== What to work on ==
Each entry here needs to be set down again exactly, please; pictures are left out.

Data extracted from a collection
--- --- ---

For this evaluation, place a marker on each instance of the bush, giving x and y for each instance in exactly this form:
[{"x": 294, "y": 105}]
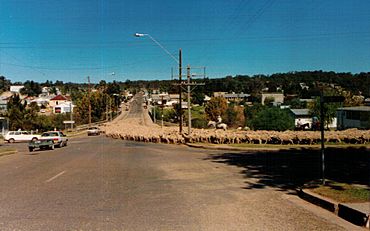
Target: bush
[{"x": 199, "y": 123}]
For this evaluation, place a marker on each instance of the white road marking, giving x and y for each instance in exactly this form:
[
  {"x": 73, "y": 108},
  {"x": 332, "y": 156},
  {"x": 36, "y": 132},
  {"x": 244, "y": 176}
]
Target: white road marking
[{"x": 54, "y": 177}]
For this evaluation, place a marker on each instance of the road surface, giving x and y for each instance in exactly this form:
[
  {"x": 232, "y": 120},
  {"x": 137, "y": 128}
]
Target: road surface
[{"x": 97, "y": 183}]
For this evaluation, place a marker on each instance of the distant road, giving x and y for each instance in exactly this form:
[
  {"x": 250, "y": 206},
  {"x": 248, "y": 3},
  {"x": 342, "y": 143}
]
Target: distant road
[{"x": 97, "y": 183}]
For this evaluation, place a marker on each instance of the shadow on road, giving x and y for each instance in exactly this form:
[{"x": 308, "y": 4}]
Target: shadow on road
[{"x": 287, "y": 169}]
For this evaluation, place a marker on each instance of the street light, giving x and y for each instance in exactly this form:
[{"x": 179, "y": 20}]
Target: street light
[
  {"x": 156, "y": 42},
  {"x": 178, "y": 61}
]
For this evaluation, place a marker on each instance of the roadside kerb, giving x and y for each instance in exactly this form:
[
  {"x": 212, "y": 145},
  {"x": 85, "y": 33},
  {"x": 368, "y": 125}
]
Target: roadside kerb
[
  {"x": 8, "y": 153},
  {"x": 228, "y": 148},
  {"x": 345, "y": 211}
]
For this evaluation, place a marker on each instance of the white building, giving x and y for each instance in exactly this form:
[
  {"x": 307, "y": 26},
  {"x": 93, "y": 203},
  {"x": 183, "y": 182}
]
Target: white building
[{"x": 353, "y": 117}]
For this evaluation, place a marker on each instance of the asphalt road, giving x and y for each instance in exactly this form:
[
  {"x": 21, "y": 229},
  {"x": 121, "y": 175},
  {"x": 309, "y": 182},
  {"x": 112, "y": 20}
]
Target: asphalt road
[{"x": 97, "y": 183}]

--- --- ---

== Result below ==
For this evaluation, place a marker on each instance of the bush, giving x and y for each instance in exactly this form:
[{"x": 294, "y": 105}]
Target: bush
[{"x": 199, "y": 123}]
For this evaluation, place a marker on each instance of the white road marking, giving x and y for each instance in exactly this form:
[
  {"x": 73, "y": 108},
  {"x": 332, "y": 156},
  {"x": 36, "y": 132},
  {"x": 244, "y": 176}
]
Target: white road marking
[{"x": 54, "y": 177}]
For this evaluation, place a marker on each instance of the road surface, giving x and y for each instance in exactly this form:
[
  {"x": 232, "y": 120},
  {"x": 137, "y": 128}
]
Target: road surface
[{"x": 97, "y": 183}]
For this evaluation, place a marker on each instance of the distant road, giving x and y for each instance in exactly this form:
[
  {"x": 250, "y": 206},
  {"x": 248, "y": 3},
  {"x": 342, "y": 143}
]
Target: distant road
[{"x": 97, "y": 183}]
For this evaluation, place a marker on each instance of the shadow on road, giving x and y for each instance in exactly this form:
[{"x": 308, "y": 4}]
Target: shadow on road
[{"x": 287, "y": 169}]
For this evaluation, place a marker on each instance of the street light, giving x and y for each instance in exactly this form:
[{"x": 179, "y": 20}]
Target: street light
[
  {"x": 156, "y": 42},
  {"x": 178, "y": 61}
]
For this evaluation, place a marker on each instance of the roadside kerb, giving x and y for each instance in exactly this form:
[
  {"x": 212, "y": 145},
  {"x": 85, "y": 33},
  {"x": 368, "y": 125}
]
Target: roadside kerb
[
  {"x": 8, "y": 153},
  {"x": 228, "y": 148},
  {"x": 345, "y": 211}
]
For this evaluation, place a marker on each instance of the white building, giving x and y for each instance in exactly this form:
[
  {"x": 307, "y": 26},
  {"x": 93, "y": 203},
  {"x": 183, "y": 182}
]
Target: white building
[{"x": 353, "y": 117}]
For this evaluation, place a marker on each instance of the asphalt road, giving x and y for each instance in exactly this form:
[
  {"x": 21, "y": 229},
  {"x": 121, "y": 175},
  {"x": 309, "y": 182},
  {"x": 112, "y": 20}
]
Target: asphalt road
[{"x": 97, "y": 183}]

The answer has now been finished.